- _Texto fornecido_:
Francisco: Peço-vos em nome de Deus
Anselmo Borges
19 agosto 2023 e 26 agosto 2023 – Diário de Notícias
Na sequência da Jornada Mundial da Juventude, ficam aí algumas reflexões a partir de um livro de Francisco, Os ruego en nombre de Dios. Por un futuro de esperanza (Peço-vos em Nome de Deus. Por um futuro de esperança). Soube que, entretanto, foi traduzido para português, na Editorial Presença: O Que Vos Peço, em Nome de Deus. São dez pedidos.
Francisco, antes de referir esses pedidos, começa por apresentar a sua relação pessoal com Deus: “Uma relação como a de qualquer homem, muito humana”, acrescentando: “Uma relação com Deus é boa quando avança de acordo com a idade, quando não se fica na infância e é aberta.” Confessa que nem sempre entende e há momentos de obscuridade: “Por vezes estou calado e deixo que Ele fale, que se faça sentir. É uma relação de convivência. Por vezes não o compreendo, tem os seus modos de proceder.” Mas o que sente é amor por Deus, acrescentando: “Não podes amar a Deus, se não te sentes amado.”

- _Instrução_: De acordo com o texto fornecido, qual editora publicou a tradução portuguesa do livro de Francisco?

- _Conjunto de dados_:
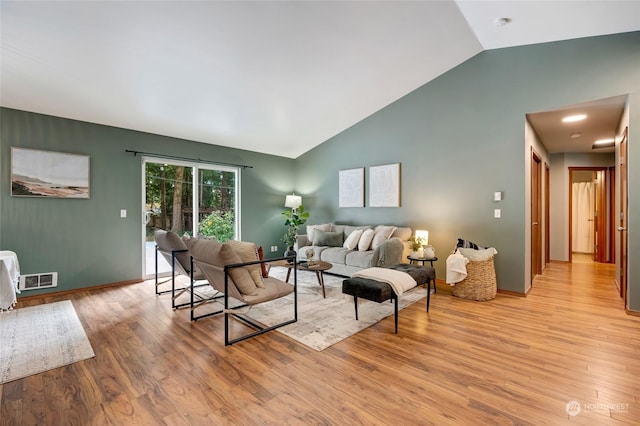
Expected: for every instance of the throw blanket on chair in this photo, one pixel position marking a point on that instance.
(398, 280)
--
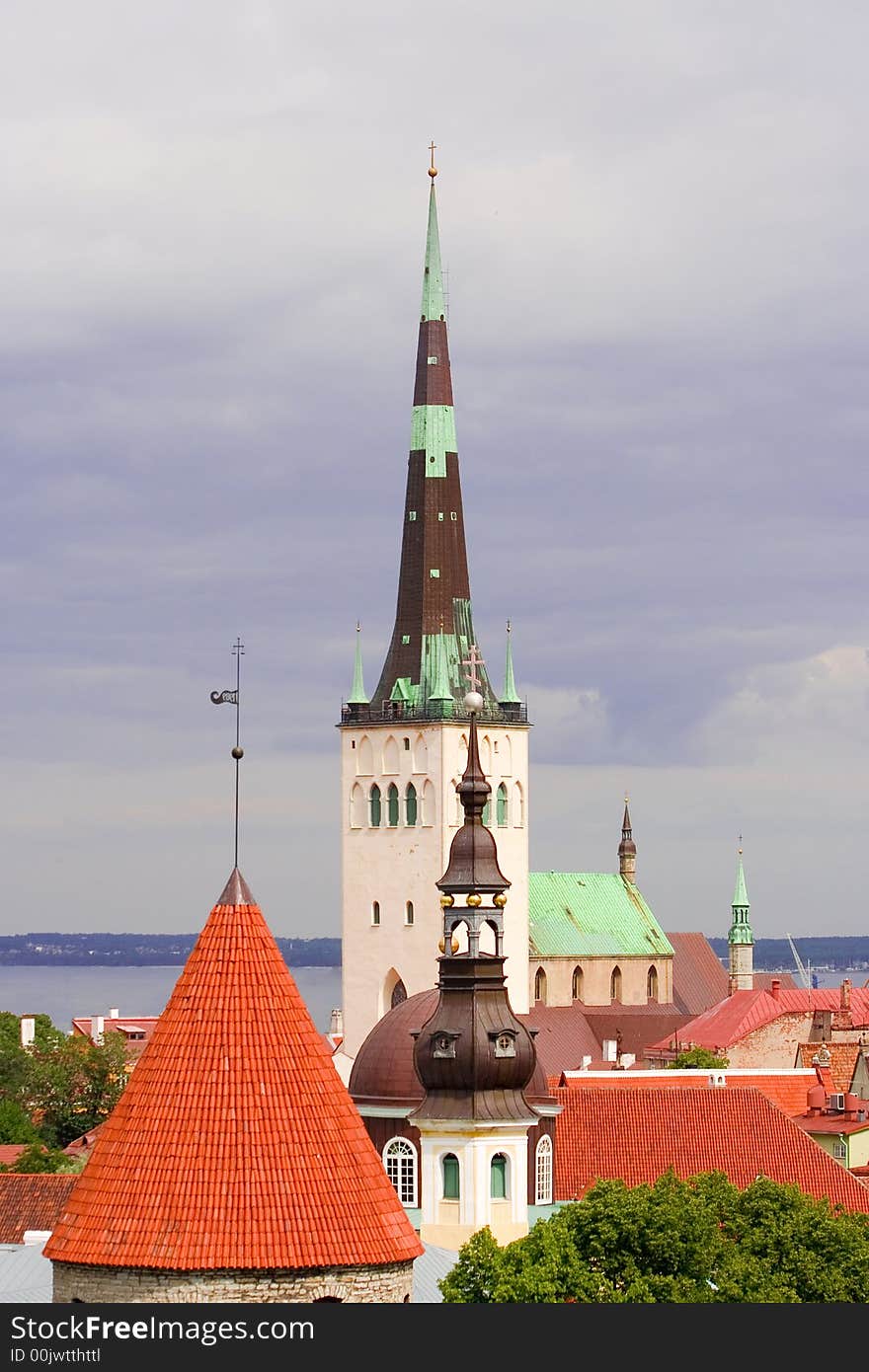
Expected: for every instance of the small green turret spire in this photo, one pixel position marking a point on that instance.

- _Resposta completa_: A Editorial Presença.